### Given text
CROSS REFERENCE TO RELATED APPLICATIONS

Continuation of International Application No. PCT/GB2017/051721 filed on Jun. 13, 2017. Priority is claimed from U.S. Provisional Application No. 62/349,685 filed on Jun. 14, 2016. Both the foregoing applications are incorporated herein by reference in their entirety.

STATEMENT REGARDING FEDERALLY SPONSORED RESEARCH OR DEVELOPMENT

Not Applicable

NAMES OF THE PARTIES TO A JOINT RESEARCH AGREEMENT

Not Applicable

BACKGROUND

This disclosure relates to the field of electrical and other type of conduit (hydraulic, pneumatic etc.) passed through a wellhead or similar surface-deployed well valve system.

Many oil and gas wells (especially higher pressure wells) have a well closure valve assembly (“Christmas tree” or “Xmas tree”) within a surface wellhead assembly. While Xmas trees come in many different variations and are made by several different manufacturers they are fundamentally similar in nature in containing surface valves and fittings to perform specific functions. One of the important features on a Xmas tree is a master valve to safely shut-in a well in the event of an emergency. Typically, shut-in is performed using an Emergency Shut Down (ESD) process which automatically closes the master valve using an attached actuator, such as an electric, hydraulic or pneumatically powered actuator. Therefore, it is important that a well can be safely shut in using the actuated master valve.

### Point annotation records
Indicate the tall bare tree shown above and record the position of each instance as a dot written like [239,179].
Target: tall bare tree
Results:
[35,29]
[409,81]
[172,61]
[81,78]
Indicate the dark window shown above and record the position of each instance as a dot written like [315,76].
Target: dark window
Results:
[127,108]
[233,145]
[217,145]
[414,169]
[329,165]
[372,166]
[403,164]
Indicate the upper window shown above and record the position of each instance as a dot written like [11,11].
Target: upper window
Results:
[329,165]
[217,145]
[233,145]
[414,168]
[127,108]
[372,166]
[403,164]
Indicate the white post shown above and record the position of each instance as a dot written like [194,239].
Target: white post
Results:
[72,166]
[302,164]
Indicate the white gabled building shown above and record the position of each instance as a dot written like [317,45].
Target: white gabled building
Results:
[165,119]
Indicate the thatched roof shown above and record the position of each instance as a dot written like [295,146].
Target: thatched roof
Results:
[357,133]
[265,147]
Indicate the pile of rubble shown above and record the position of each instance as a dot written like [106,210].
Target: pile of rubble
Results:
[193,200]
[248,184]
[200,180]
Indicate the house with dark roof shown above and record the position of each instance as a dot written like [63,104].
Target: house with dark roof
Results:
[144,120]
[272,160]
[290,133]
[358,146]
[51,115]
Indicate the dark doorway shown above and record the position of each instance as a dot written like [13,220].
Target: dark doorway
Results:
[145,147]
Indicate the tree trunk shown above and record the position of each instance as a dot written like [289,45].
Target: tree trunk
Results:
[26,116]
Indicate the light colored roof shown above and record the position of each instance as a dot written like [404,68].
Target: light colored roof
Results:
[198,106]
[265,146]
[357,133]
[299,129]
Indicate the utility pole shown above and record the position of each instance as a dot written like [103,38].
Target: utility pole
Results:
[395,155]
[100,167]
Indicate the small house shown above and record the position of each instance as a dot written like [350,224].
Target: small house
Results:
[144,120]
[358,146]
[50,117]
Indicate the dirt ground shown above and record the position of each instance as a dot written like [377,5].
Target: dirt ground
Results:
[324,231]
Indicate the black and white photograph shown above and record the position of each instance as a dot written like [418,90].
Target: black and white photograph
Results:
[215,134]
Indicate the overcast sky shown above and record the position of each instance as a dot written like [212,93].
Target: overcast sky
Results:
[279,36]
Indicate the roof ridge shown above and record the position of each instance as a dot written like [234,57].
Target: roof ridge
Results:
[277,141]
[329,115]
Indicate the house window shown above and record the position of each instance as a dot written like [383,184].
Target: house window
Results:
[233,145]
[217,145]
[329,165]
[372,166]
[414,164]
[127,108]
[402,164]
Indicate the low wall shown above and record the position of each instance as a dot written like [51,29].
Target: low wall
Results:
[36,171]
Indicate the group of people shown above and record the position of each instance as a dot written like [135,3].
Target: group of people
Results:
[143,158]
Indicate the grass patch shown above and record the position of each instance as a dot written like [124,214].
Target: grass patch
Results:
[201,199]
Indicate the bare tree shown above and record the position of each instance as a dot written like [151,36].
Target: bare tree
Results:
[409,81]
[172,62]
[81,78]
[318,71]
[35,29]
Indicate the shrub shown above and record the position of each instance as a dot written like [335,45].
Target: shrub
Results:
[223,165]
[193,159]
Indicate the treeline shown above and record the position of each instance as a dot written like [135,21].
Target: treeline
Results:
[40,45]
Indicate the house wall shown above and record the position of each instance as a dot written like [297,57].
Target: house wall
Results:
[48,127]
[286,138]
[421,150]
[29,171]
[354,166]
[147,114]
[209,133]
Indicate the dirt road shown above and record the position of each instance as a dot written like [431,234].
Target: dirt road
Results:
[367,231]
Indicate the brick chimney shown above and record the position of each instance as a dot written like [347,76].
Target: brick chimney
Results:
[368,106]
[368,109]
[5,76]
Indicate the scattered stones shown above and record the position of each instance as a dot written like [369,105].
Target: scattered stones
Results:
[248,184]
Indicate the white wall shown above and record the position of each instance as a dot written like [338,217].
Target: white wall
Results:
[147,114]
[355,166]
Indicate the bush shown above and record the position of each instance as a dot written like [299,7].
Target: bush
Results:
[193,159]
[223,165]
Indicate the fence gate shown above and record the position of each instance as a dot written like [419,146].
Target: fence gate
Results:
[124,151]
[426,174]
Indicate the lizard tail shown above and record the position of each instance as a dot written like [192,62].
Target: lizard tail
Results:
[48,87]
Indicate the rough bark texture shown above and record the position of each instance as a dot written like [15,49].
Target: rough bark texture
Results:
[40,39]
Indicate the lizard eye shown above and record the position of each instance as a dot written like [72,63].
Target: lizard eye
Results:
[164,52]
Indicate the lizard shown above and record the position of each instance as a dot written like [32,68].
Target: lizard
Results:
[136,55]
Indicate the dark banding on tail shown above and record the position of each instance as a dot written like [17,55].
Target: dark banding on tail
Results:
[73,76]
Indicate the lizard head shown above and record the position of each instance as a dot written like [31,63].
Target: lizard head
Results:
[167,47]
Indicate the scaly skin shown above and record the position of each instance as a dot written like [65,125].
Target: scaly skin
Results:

### Problems to solve
a: Reproduce the wellhead text word for word, everything from "This disclosure relates" down to "well valve system.".
b: Decide whether each statement agrees with the wellhead text, answering yes or no and quoting the words that settle it: (i) During an Emergency Shut Down, the master valve is closed by an attached actuator. (ii) Xmas trees are produced by a single manufacturer. (iii) The provisional application was filed on Jun. 14, 2016.
Use only the wellhead text as your source.

### Results of the exercise
a:
This disclosure relates to the field of electrical and other type of conduit (hydraulic, pneumatic etc.) passed through a wellhead or similar surface-deployed well valve system.

b:
(i) Yes: "automatically closes the master valve using an attached actuator"
(ii) No: "are made by several different manufacturers"
(iii) Yes: "U.S. Provisional Application No. 62/349,685 filed on Jun. 14, 2016"